**TEXTE**
* * * *
Texte initialement paru dans Libération du 8 août 2019.

Son nom sonnait comme trois syllabes confondues «kas-us-klé» ! J’avais 10 ans et j’entendais les copains – «c’est moi Cassius Clay !» comme une garantie de victoire. Choisir son nom, c’était gagner, alors, ça rouspétait sévère dans la rue, «non, c’est moi, non ! moi !» et point d’autres noms de substitution. On était lui ou personne. Quand je me suis à mon tour approprié ce nom magique, je ne connaissais pas son visage, je n’avais pas encore la télé, c’était du mimétisme. Je m’identifiais à cette espèce de dieu invisible sans en connaître les traits. «Cassius», ça sonnait extraterrestre, divinité romaine, ça n’avait pas dans ma tête de consonance ethnique particulière, Clay relevait du super-héros de bande dessinée.

Comme il n’existait pas dans ma cité de jours sans coups, sans narine éclatée ou bosses, il était là présent pour rajouter du courage au muscle et les uppercuts trouaient l’air. Nous étions à cette époque les petits indigènes d’un pays blanc. Les occasions ne manquaient pas de vouloir casser des bouches, nous nous assumions barbares et idiots mais invincibles à la «chicore». L’adversité se levait tous les matins à nos côtés et en guise de cartable on se saisissait du bouclier Clay.

Puis un jour, il est apparu pour le combat du siècle, j’avais 12 ans, on annonçait le combat de tous les combats, et la rumeur gloussait une fin du monde, le début d’un autre où nous n’aurions plus peur des Blancs, plus peur de leur terrible domination, c’était sa promesse. Mon père disait en kabyle : «Il va l’éparpiller ce fils de chienne !» En vérité, il ne parlait pas de George Foreman mais du «petit Français» raciste qui lui pourrissait la vie car pour lui n’importe quel adversaire d’Ali était blanc, raciste et français même s’il était noir. Cet homme nous faisait haïr ses adversaires à des points culminants. A la fin du match, il les enlaçait, dix ans après, on continuait à les maudire. Liston, Frazier, Foreman, au pilori !
* * * *
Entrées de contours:
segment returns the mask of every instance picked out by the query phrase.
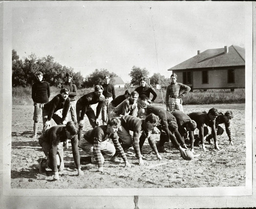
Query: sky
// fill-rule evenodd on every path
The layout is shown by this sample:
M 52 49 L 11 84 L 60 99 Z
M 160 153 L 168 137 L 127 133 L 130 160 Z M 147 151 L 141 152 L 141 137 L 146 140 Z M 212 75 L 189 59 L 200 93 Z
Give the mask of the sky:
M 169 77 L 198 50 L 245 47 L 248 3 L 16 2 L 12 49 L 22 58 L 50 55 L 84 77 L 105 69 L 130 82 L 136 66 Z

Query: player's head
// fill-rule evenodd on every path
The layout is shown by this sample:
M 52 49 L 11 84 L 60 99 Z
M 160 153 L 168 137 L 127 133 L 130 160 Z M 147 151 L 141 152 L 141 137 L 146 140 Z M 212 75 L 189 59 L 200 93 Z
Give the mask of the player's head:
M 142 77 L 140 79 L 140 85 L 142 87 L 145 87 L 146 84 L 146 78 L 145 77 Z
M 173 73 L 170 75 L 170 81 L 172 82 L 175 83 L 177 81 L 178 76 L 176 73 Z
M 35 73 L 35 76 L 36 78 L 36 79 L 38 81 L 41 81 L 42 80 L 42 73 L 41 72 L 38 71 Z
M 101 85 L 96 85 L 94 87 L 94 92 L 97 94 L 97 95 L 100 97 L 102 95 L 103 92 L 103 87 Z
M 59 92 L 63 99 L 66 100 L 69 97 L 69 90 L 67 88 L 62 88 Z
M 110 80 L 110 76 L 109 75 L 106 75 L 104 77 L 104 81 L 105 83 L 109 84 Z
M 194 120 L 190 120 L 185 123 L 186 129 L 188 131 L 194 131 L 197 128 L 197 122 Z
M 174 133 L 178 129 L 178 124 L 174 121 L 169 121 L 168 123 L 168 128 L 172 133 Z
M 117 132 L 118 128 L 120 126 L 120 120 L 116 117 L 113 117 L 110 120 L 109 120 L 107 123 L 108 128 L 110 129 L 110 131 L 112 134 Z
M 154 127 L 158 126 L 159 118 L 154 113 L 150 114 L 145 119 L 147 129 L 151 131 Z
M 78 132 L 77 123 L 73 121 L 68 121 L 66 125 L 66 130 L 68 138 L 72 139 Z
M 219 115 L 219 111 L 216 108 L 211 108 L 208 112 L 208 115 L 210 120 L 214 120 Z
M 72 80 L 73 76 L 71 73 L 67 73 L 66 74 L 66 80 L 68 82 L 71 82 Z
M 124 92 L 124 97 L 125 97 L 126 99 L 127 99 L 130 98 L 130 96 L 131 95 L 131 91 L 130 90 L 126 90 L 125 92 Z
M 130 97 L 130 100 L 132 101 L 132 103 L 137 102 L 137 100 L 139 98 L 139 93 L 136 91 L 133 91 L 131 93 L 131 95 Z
* * * *
**OBJECTIF VISÉ**
Reproduisez intégralement le texte sur Cassius Clay, sans y changer un seul mot. Seul le texte doit servir de référence.

**RÉSULTAT CI-DESSOUS**
Texte initialement paru dans Libération du 8 août 2019.

Son nom sonnait comme trois syllabes confondues «kas-us-klé» ! J’avais 10 ans et j’entendais les copains – «c’est moi Cassius Clay !» comme une garantie de victoire. Choisir son nom, c’était gagner, alors, ça rouspétait sévère dans la rue, «non, c’est moi, non ! moi !» et point d’autres noms de substitution. On était lui ou personne. Quand je me suis à mon tour approprié ce nom magique, je ne connaissais pas son visage, je n’avais pas encore la télé, c’était du mimétisme. Je m’identifiais à cette espèce de dieu invisible sans en connaître les traits. «Cassius», ça sonnait extraterrestre, divinité romaine, ça n’avait pas dans ma tête de consonance ethnique particulière, Clay relevait du super-héros de bande dessinée.

Comme il n’existait pas dans ma cité de jours sans coups, sans narine éclatée ou bosses, il était là présent pour rajouter du courage au muscle et les uppercuts trouaient l’air. Nous étions à cette époque les petits indigènes d’un pays blanc. Les occasions ne manquaient pas de vouloir casser des bouches, nous nous assumions barbares et idiots mais invincibles à la «chicore». L’adversité se levait tous les matins à nos côtés et en guise de cartable on se saisissait du bouclier Clay.

Puis un jour, il est apparu pour le combat du siècle, j’avais 12 ans, on annonçait le combat de tous les combats, et la rumeur gloussait une fin du monde, le début d’un autre où nous n’aurions plus peur des Blancs, plus peur de leur terrible domination, c’était sa promesse. Mon père disait en kabyle : «Il va l’éparpiller ce fils de chienne !» En vérité, il ne parlait pas de George Foreman mais du «petit Français» raciste qui lui pourrissait la vie car pour lui n’importe quel adversaire d’Ali était blanc, raciste et français même s’il était noir. Cet homme nous faisait haïr ses adversaires à des points culminants. A la fin du match, il les enlaçait, dix ans après, on continuait à les maudire. Liston, Frazier, Foreman, au pilori !